> **PROVIDED PASSAGE**
Daily Bible Studies
|Series Theme: Luke's Gospel Studies|
Chapter: Luke 5
Passage: Luke 5:1-11
A. Find Out:
1. Where was Jesus and what was he doing? v.1
2. How did he extend what he was doing? v.2,3
3. What did he do when he had finished? v.4
4. What was Peter's answer? v.5
5. So what happened? v.6,7
6. What was Peter's response to this? v.8,9
7. What did Jesus say and what then happened? v.10b,11
1. Why did Jesus use Peter's fishing boat?
2. What was it that shook Peter?
3. What does this tell us about Jesus?
This is the only Gospel that this account appears in. Perhaps that is because Luke was collecting together stories that revealed the power and authority of Jesus and this certainly fits into that category!

> **TASKS FOR THIS EXERCISE**
**a.** Retype part of the Luke 5 Bible study exactly. Begin at the words "Daily Bible Studies" and stop after "Peter's fishing boat?".
**b.** Continue the Luke 5 Bible study from the point where it stops.

> **RECORD SET**
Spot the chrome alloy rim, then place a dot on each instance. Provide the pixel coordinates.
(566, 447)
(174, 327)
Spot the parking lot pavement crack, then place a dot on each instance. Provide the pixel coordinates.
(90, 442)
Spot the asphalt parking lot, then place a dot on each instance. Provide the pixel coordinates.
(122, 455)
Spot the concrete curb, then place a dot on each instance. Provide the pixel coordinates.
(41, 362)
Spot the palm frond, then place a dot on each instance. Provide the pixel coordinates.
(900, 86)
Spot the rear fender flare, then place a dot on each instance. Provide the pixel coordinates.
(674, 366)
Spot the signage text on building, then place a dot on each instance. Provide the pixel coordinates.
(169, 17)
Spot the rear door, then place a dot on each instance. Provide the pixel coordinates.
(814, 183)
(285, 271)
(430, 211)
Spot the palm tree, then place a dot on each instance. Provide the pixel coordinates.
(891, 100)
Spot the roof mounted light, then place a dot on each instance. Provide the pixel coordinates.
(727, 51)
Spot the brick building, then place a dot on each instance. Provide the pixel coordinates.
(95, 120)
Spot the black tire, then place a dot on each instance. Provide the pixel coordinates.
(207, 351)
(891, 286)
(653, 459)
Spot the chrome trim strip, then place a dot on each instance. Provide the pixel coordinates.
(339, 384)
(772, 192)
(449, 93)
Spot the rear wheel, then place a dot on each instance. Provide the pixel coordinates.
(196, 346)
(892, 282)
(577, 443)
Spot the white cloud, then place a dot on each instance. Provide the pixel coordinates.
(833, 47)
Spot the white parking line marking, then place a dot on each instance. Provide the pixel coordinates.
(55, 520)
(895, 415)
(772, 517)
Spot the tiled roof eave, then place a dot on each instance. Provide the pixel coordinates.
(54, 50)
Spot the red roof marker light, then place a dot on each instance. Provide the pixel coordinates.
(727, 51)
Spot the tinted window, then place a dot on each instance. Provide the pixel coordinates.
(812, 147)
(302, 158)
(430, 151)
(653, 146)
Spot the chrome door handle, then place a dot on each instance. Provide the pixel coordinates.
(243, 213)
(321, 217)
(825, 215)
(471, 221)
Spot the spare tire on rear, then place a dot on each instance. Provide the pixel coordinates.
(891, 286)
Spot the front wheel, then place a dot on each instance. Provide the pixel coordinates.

> **EXPECTED RESULTS**
**a.**
Daily Bible Studies
|Series Theme: Luke's Gospel Studies|
Chapter: Luke 5
Passage: Luke 5:1-11
A. Find Out:
1. Where was Jesus and what was he doing? v.1
2. How did he extend what he was doing? v.2,3
3. What did he do when he had finished? v.4
4. What was Peter's answer? v.5
5. So what happened? v.6,7
6. What was Peter's response to this? v.8,9
7. What did Jesus say and what then happened? v.10b,11
1. Why did Jesus use Peter's fishing boat?

**b.**
Jesus has been preaching to the crowd which has been growing. There is little room and it's difficult for the people to hear, so Jesus uses a fishing boat so that, anchored just off shore, more people can see and hear him. But perhaps there is more in it than that. He knows that this big fisherman is in God's sights, and this guy needs a power encounter with God of the sort that he can understand. So observe what happens.
After preaching Jesus wants to thank Peter for the use of his boat in the most practical way. Jesus, who knows everything, knows that last night the fishing had been poor. He tells Peter to throw out the nets and something in the way he speaks prompts Peter to do it, even though he knows there are no fish here but suddenly there are in abundance!
Questions flood Peter's mind, but one thing he knows there were no fish here, but now there are and somehow Jesus is the cause of this and Jesus knows all about Peter and more about his job than Peter does. This puts Jesus in a completely different category and he, Peter, is not in his league. So, when called, he goes!
1. Who knows best about your life?
Have I realised that Jesus knows more about me, my life and my job that I do?
2. The power to transform?
Have I realised that Jesus has the power to transform my life circumstances, to actually bring change where I can see no possibility?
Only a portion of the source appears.